### Data shown ###

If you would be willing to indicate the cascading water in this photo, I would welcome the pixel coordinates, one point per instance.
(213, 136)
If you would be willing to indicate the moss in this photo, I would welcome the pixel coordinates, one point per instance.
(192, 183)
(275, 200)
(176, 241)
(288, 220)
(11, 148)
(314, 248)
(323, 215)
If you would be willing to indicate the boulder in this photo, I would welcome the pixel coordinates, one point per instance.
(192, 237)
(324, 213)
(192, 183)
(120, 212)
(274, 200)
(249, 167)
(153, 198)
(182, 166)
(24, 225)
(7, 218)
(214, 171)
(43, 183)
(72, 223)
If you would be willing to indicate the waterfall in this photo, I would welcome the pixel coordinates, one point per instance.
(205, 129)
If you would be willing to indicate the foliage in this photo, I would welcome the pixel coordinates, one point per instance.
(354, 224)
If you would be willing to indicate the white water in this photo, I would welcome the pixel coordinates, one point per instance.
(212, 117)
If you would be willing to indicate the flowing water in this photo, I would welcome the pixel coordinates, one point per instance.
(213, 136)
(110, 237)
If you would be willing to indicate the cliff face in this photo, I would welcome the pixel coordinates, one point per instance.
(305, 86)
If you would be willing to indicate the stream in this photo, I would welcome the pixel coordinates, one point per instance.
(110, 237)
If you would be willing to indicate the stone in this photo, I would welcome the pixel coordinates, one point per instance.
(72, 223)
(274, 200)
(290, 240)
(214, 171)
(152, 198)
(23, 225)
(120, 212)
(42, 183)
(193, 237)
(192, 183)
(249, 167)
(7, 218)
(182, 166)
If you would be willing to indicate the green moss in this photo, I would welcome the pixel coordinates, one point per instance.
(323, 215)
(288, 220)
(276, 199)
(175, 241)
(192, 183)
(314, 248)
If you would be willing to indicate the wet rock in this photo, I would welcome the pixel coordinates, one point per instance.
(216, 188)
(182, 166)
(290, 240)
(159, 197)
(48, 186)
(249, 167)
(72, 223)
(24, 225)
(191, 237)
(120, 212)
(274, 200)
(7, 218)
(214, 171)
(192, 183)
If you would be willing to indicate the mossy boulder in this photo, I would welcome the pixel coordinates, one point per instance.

###

*Instructions for the task*: In full and without alteration, return every line above.

*Task response*:
If you would be willing to indicate the cascading water in this photo, I would welcome the pixel coordinates, one point per instance.
(213, 136)
If you would be willing to indicate the moss in this photo, I would welcome the pixel coordinates, one point per instance.
(192, 183)
(275, 200)
(176, 241)
(288, 220)
(11, 148)
(314, 248)
(323, 215)
If you would be willing to indicate the boulder in this photo, I would welcome the pixel coordinates, one point per instance.
(192, 237)
(324, 213)
(192, 183)
(120, 212)
(274, 200)
(249, 167)
(153, 198)
(182, 166)
(24, 225)
(7, 218)
(214, 171)
(43, 183)
(72, 223)
If you would be willing to indicate the waterfall in this photo, I would welcome the pixel coordinates, one point per instance.
(205, 129)
If you would be willing to indicate the foliage in this photo, I would welcome the pixel coordinates, one point per instance.
(354, 224)
If you would be willing to indicate the white water in this photo, I would welcome the pixel coordinates, one point per instance.
(212, 117)
If you would be willing to indicate the flowing water in this photo, I would welcome the pixel coordinates, one point per instance.
(213, 136)
(110, 237)
If you would be willing to indicate the cliff face in this photo, I would welcome the pixel coordinates, one point per instance.
(305, 86)
If you would be willing to indicate the stream in this photo, I would welcome the pixel coordinates, one point per instance.
(110, 237)
If you would be willing to indicate the stone in this photo, I would welcome the pixel coordinates, one point per instance.
(72, 223)
(274, 200)
(290, 240)
(214, 171)
(152, 198)
(23, 225)
(120, 212)
(42, 183)
(193, 237)
(192, 183)
(249, 167)
(7, 218)
(182, 166)
If you would be willing to indicate the green moss in this photo, I would welcome the pixel coordinates, one point per instance.
(323, 215)
(288, 220)
(276, 199)
(175, 241)
(192, 183)
(314, 248)
If you would be willing to indicate the wet rock in this photo, I would welcome the pixel coordinates, one point per instance.
(216, 188)
(182, 166)
(290, 240)
(159, 197)
(48, 186)
(249, 167)
(72, 223)
(24, 225)
(191, 237)
(120, 212)
(274, 200)
(7, 218)
(214, 171)
(192, 183)
If you would be willing to indicate the mossy boulder in this photo, I would welcome the pixel coordinates, one point per instance.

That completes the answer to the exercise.